Only the lines holding the string "black" are needed; copy each of them from the data.

=== Section Start ===

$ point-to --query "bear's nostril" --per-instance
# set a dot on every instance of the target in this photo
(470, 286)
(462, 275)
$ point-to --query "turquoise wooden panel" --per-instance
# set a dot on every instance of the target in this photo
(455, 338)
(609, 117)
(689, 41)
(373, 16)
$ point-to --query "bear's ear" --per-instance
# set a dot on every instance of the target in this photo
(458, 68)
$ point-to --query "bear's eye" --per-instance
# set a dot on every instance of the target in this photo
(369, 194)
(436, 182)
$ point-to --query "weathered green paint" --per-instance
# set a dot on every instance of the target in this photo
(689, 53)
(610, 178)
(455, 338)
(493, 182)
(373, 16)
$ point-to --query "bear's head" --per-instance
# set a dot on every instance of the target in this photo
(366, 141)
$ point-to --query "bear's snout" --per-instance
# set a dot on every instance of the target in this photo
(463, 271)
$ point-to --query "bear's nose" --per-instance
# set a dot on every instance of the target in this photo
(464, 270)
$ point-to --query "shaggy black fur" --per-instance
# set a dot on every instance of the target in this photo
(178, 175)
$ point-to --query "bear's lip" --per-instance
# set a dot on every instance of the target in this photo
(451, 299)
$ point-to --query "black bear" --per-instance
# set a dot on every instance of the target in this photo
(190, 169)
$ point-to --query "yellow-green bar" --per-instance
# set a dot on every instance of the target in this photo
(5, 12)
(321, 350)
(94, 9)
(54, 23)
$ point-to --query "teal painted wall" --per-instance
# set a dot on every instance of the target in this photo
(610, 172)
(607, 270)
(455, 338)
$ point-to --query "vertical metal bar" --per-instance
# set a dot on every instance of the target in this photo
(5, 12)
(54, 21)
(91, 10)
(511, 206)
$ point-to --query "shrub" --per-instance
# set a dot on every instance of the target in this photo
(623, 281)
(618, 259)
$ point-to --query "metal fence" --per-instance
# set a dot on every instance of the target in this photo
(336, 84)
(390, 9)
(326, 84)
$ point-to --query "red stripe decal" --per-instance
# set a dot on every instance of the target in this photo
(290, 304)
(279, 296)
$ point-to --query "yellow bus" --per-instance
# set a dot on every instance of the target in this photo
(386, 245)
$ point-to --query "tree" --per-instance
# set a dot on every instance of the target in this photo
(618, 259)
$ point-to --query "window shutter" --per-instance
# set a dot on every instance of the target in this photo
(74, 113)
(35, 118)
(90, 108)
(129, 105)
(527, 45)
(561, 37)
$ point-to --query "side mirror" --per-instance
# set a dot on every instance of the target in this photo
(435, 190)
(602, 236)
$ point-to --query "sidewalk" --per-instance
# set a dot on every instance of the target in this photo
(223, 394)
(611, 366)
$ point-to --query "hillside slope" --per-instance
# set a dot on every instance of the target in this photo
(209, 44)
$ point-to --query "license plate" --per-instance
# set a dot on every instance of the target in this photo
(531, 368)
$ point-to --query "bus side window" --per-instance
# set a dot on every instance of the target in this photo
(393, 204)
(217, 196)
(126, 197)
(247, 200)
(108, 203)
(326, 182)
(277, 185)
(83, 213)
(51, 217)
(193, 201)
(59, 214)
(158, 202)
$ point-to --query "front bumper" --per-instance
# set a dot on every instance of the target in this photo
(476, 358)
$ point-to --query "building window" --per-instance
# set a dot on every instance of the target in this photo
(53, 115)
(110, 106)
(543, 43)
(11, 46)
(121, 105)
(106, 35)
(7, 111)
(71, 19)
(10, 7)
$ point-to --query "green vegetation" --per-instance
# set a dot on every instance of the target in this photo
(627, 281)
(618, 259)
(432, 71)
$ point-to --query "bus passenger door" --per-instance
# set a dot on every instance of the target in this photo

=== Section End ===

# Answer box
$ point-to --query "shaggy black fur" --per-instance
$ point-to --query "black bear" --per-instance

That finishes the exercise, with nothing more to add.